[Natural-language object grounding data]
***
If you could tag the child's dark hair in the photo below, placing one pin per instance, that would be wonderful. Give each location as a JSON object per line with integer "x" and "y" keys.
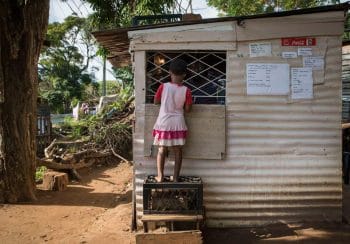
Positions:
{"x": 178, "y": 67}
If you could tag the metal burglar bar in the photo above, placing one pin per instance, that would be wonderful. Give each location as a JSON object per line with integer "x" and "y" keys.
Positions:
{"x": 206, "y": 76}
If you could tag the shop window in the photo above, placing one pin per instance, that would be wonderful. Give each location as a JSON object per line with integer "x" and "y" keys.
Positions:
{"x": 206, "y": 76}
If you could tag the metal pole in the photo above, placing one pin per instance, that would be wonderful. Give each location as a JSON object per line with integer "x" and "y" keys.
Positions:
{"x": 104, "y": 77}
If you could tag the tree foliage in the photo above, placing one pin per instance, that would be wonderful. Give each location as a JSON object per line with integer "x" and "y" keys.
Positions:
{"x": 249, "y": 7}
{"x": 118, "y": 13}
{"x": 63, "y": 66}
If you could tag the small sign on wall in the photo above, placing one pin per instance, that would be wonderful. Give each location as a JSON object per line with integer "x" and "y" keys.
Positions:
{"x": 314, "y": 62}
{"x": 267, "y": 79}
{"x": 299, "y": 41}
{"x": 260, "y": 49}
{"x": 302, "y": 83}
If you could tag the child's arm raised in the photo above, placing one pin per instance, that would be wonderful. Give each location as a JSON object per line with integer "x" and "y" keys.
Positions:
{"x": 188, "y": 103}
{"x": 158, "y": 96}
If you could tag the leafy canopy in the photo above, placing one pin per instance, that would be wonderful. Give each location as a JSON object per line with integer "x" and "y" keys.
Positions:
{"x": 63, "y": 66}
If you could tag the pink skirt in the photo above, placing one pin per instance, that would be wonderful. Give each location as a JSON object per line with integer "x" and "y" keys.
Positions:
{"x": 169, "y": 138}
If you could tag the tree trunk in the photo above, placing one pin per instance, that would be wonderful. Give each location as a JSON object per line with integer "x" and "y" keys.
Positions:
{"x": 23, "y": 25}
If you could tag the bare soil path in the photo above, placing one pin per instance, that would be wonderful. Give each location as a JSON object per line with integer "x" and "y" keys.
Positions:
{"x": 96, "y": 210}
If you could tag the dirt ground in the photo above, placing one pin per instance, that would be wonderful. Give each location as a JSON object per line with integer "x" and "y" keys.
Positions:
{"x": 98, "y": 210}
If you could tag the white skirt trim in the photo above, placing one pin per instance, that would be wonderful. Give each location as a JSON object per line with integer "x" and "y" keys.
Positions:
{"x": 170, "y": 142}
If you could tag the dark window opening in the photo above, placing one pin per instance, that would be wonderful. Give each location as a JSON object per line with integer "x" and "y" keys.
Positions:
{"x": 206, "y": 75}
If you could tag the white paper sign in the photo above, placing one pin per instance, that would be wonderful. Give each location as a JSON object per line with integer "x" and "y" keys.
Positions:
{"x": 304, "y": 51}
{"x": 314, "y": 62}
{"x": 289, "y": 55}
{"x": 267, "y": 79}
{"x": 260, "y": 49}
{"x": 302, "y": 83}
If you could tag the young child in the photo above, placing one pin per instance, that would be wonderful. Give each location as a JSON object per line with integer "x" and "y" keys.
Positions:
{"x": 170, "y": 129}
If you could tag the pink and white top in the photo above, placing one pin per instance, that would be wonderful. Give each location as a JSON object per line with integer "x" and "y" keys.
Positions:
{"x": 170, "y": 128}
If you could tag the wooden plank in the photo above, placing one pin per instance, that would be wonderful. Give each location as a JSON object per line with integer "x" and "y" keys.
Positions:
{"x": 187, "y": 36}
{"x": 207, "y": 131}
{"x": 140, "y": 76}
{"x": 174, "y": 237}
{"x": 262, "y": 29}
{"x": 219, "y": 46}
{"x": 217, "y": 26}
{"x": 171, "y": 217}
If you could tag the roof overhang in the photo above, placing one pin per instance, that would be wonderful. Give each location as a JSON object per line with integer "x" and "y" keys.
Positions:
{"x": 116, "y": 41}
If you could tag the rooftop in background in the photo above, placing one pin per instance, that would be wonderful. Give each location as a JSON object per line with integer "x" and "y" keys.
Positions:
{"x": 117, "y": 41}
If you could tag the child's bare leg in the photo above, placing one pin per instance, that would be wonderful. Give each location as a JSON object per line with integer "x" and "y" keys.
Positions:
{"x": 178, "y": 162}
{"x": 160, "y": 163}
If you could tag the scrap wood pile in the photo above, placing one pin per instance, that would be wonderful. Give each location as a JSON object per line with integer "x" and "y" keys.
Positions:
{"x": 108, "y": 138}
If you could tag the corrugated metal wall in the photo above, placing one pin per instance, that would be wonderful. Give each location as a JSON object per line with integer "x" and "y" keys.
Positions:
{"x": 346, "y": 82}
{"x": 283, "y": 160}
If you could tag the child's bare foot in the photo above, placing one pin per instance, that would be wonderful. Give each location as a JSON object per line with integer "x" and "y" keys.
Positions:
{"x": 159, "y": 179}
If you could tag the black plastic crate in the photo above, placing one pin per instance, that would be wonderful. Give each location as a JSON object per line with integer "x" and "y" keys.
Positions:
{"x": 183, "y": 197}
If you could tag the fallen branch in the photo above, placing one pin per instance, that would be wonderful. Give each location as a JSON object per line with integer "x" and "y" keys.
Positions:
{"x": 118, "y": 156}
{"x": 73, "y": 161}
{"x": 49, "y": 163}
{"x": 48, "y": 151}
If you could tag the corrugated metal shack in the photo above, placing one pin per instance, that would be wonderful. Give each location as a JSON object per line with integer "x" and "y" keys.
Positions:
{"x": 265, "y": 130}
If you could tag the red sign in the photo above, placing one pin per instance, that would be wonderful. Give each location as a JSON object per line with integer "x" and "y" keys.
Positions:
{"x": 299, "y": 41}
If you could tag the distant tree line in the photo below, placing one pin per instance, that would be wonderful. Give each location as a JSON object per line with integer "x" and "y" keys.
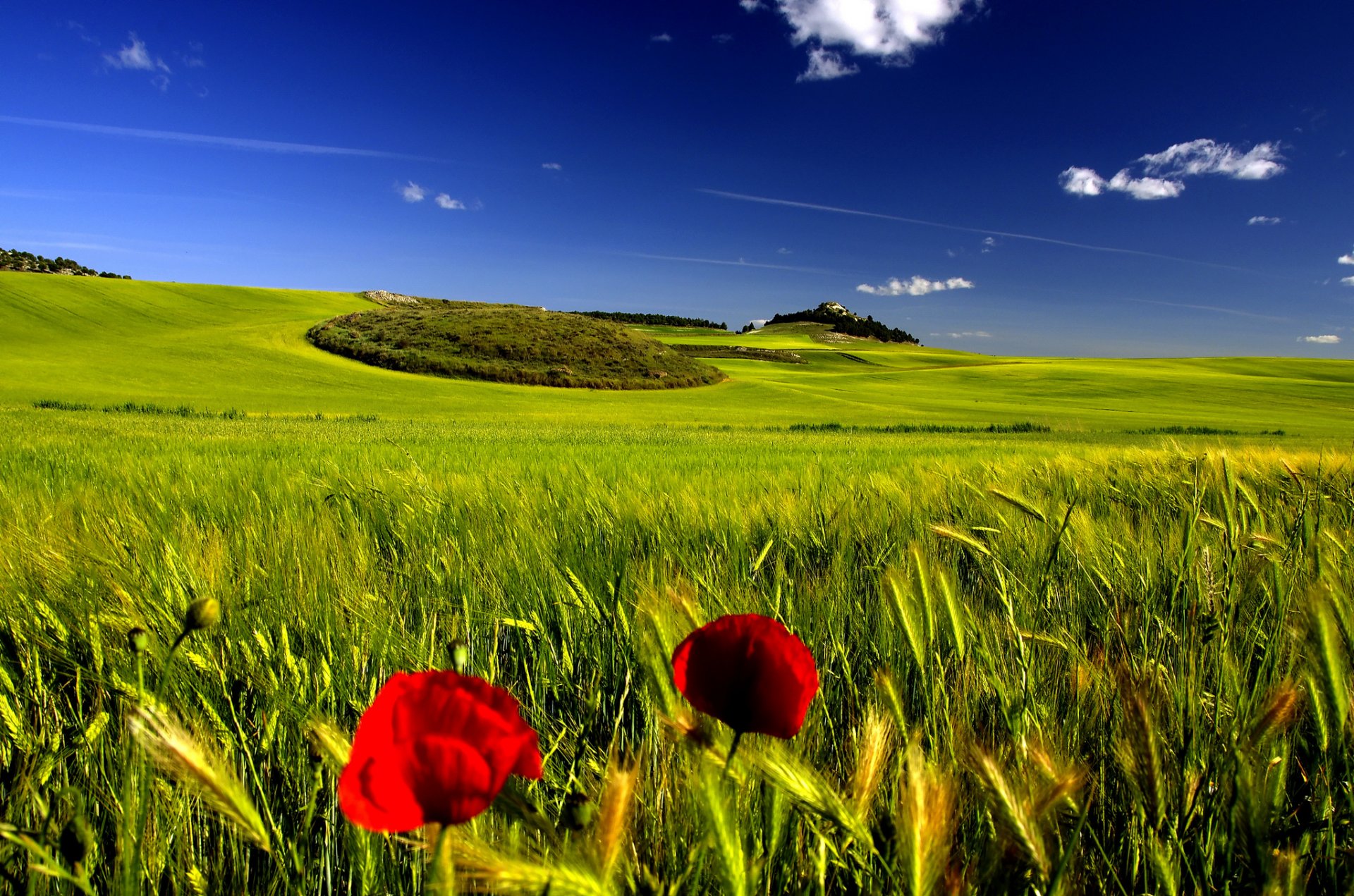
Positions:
{"x": 848, "y": 324}
{"x": 654, "y": 320}
{"x": 16, "y": 260}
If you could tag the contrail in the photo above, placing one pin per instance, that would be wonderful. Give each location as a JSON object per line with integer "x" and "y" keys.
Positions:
{"x": 948, "y": 226}
{"x": 740, "y": 263}
{"x": 1211, "y": 307}
{"x": 207, "y": 140}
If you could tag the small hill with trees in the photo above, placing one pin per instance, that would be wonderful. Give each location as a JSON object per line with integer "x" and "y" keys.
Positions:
{"x": 17, "y": 260}
{"x": 654, "y": 320}
{"x": 508, "y": 344}
{"x": 848, "y": 324}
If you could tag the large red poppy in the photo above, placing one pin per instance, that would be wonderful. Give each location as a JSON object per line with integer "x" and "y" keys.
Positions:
{"x": 749, "y": 672}
{"x": 434, "y": 746}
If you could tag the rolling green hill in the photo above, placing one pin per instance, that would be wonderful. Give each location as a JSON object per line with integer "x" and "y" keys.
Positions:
{"x": 212, "y": 347}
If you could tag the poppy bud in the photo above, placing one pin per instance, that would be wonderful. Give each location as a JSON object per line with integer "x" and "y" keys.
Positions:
{"x": 76, "y": 841}
{"x": 138, "y": 641}
{"x": 459, "y": 656}
{"x": 578, "y": 812}
{"x": 202, "y": 613}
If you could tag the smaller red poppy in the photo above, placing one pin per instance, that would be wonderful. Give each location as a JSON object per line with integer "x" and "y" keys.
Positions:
{"x": 434, "y": 746}
{"x": 749, "y": 672}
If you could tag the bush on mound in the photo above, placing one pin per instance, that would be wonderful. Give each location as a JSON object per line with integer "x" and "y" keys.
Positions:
{"x": 509, "y": 344}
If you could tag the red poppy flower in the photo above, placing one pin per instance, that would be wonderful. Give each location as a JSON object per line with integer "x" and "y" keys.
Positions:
{"x": 434, "y": 746}
{"x": 749, "y": 672}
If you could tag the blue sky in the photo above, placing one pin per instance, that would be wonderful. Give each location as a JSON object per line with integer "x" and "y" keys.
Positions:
{"x": 1055, "y": 178}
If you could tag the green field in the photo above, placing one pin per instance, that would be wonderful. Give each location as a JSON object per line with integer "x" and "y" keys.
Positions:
{"x": 110, "y": 341}
{"x": 1085, "y": 659}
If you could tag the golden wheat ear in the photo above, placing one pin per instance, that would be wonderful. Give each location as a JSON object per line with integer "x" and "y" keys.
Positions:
{"x": 1013, "y": 812}
{"x": 179, "y": 754}
{"x": 874, "y": 744}
{"x": 925, "y": 823}
{"x": 1280, "y": 712}
{"x": 618, "y": 800}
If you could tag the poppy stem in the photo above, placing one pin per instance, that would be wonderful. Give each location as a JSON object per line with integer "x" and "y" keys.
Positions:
{"x": 733, "y": 749}
{"x": 443, "y": 869}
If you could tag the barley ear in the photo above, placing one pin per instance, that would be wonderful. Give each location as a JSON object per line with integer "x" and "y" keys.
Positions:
{"x": 171, "y": 747}
{"x": 872, "y": 747}
{"x": 925, "y": 823}
{"x": 1013, "y": 812}
{"x": 618, "y": 800}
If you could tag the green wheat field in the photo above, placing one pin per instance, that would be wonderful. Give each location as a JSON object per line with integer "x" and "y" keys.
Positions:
{"x": 1082, "y": 625}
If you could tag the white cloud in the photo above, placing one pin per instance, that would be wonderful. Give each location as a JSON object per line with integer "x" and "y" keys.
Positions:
{"x": 1085, "y": 182}
{"x": 887, "y": 29}
{"x": 1145, "y": 187}
{"x": 1082, "y": 182}
{"x": 133, "y": 56}
{"x": 917, "y": 286}
{"x": 1211, "y": 157}
{"x": 825, "y": 66}
{"x": 1161, "y": 172}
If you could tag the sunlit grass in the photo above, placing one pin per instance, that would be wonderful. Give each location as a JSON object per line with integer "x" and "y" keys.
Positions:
{"x": 1126, "y": 669}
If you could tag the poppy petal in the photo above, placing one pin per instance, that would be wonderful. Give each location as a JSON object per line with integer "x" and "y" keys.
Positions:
{"x": 375, "y": 794}
{"x": 453, "y": 780}
{"x": 749, "y": 672}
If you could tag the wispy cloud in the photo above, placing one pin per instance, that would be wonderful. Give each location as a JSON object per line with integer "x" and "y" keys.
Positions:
{"x": 206, "y": 140}
{"x": 915, "y": 286}
{"x": 135, "y": 56}
{"x": 1146, "y": 187}
{"x": 949, "y": 226}
{"x": 1211, "y": 157}
{"x": 825, "y": 66}
{"x": 1159, "y": 173}
{"x": 1085, "y": 182}
{"x": 738, "y": 263}
{"x": 887, "y": 29}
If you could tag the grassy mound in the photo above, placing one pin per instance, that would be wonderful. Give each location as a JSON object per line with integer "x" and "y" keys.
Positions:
{"x": 509, "y": 344}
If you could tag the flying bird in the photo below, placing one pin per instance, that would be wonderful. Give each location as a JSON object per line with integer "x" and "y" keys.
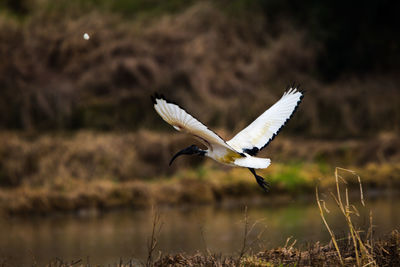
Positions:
{"x": 242, "y": 149}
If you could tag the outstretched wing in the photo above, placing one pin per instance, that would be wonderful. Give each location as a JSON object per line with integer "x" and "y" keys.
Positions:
{"x": 261, "y": 131}
{"x": 182, "y": 121}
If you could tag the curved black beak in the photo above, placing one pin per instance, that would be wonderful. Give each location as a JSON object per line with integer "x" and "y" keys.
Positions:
{"x": 187, "y": 151}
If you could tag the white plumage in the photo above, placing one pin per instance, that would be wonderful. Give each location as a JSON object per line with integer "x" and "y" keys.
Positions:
{"x": 241, "y": 149}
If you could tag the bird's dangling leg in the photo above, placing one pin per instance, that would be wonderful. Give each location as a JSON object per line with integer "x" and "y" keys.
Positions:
{"x": 261, "y": 182}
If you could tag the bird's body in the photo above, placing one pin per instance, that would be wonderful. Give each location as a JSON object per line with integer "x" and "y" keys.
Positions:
{"x": 241, "y": 149}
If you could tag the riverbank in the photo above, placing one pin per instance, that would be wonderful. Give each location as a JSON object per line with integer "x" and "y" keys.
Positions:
{"x": 101, "y": 171}
{"x": 386, "y": 253}
{"x": 201, "y": 185}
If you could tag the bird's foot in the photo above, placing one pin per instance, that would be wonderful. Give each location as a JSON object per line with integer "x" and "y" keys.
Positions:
{"x": 261, "y": 182}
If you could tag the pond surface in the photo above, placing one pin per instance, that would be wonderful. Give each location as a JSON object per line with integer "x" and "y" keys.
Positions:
{"x": 122, "y": 235}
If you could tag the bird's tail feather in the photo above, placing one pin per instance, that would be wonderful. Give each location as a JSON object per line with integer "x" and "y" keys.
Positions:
{"x": 253, "y": 162}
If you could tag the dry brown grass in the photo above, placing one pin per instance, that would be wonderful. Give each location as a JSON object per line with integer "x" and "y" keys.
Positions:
{"x": 53, "y": 79}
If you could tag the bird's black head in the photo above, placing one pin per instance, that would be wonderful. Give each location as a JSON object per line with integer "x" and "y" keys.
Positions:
{"x": 191, "y": 150}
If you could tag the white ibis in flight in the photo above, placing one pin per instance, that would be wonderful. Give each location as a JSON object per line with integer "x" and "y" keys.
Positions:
{"x": 243, "y": 147}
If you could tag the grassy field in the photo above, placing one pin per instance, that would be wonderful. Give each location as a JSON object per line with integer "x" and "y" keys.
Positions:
{"x": 88, "y": 170}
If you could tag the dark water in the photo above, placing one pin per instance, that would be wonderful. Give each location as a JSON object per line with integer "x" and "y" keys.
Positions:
{"x": 107, "y": 238}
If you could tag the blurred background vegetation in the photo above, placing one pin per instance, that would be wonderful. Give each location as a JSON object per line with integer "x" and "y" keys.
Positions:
{"x": 75, "y": 109}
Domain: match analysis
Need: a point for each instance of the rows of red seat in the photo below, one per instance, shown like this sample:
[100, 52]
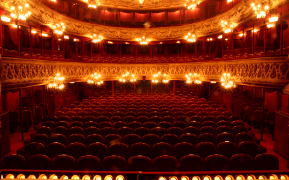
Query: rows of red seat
[165, 133]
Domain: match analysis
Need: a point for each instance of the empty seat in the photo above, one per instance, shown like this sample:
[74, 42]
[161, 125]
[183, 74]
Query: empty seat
[183, 149]
[113, 163]
[266, 162]
[222, 129]
[38, 162]
[175, 130]
[207, 129]
[112, 139]
[140, 149]
[139, 163]
[119, 124]
[40, 138]
[63, 162]
[76, 130]
[124, 131]
[75, 138]
[227, 149]
[76, 150]
[191, 163]
[13, 161]
[130, 139]
[225, 137]
[248, 147]
[97, 149]
[190, 138]
[158, 131]
[149, 125]
[165, 163]
[44, 130]
[151, 139]
[108, 130]
[33, 148]
[217, 162]
[171, 139]
[161, 149]
[61, 130]
[207, 137]
[134, 124]
[241, 137]
[90, 124]
[104, 124]
[241, 162]
[141, 131]
[205, 149]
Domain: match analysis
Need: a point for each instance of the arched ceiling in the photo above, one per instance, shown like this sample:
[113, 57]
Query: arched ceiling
[239, 14]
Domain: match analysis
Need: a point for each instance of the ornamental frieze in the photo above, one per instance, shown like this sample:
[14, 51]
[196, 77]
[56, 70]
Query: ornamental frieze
[259, 71]
[239, 14]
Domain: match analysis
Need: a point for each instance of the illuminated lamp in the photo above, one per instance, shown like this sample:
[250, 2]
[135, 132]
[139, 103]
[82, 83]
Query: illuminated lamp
[42, 176]
[119, 177]
[10, 176]
[75, 177]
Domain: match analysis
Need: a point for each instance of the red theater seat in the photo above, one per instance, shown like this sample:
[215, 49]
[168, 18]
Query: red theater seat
[165, 163]
[139, 163]
[113, 163]
[241, 162]
[88, 163]
[38, 162]
[63, 162]
[13, 161]
[130, 139]
[217, 162]
[97, 149]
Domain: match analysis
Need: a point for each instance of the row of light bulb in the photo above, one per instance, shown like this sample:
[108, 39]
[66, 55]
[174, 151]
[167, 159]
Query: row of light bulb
[54, 176]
***
- Directions for this task -
Wherever the string "pink" appears in the data above, copy the line it sits in.

- Task answer -
If you could tag the pink skirt in the photo above, placing one pin per instance, that would be wonderful. Give each location as a JSON object per line with integer "x" and "y" keys.
If you could tag the pink and white top in the photo above, placing one pin per instance, that would be wonderful. Give each location as a JSON object per line with integer "x" and "y" keys.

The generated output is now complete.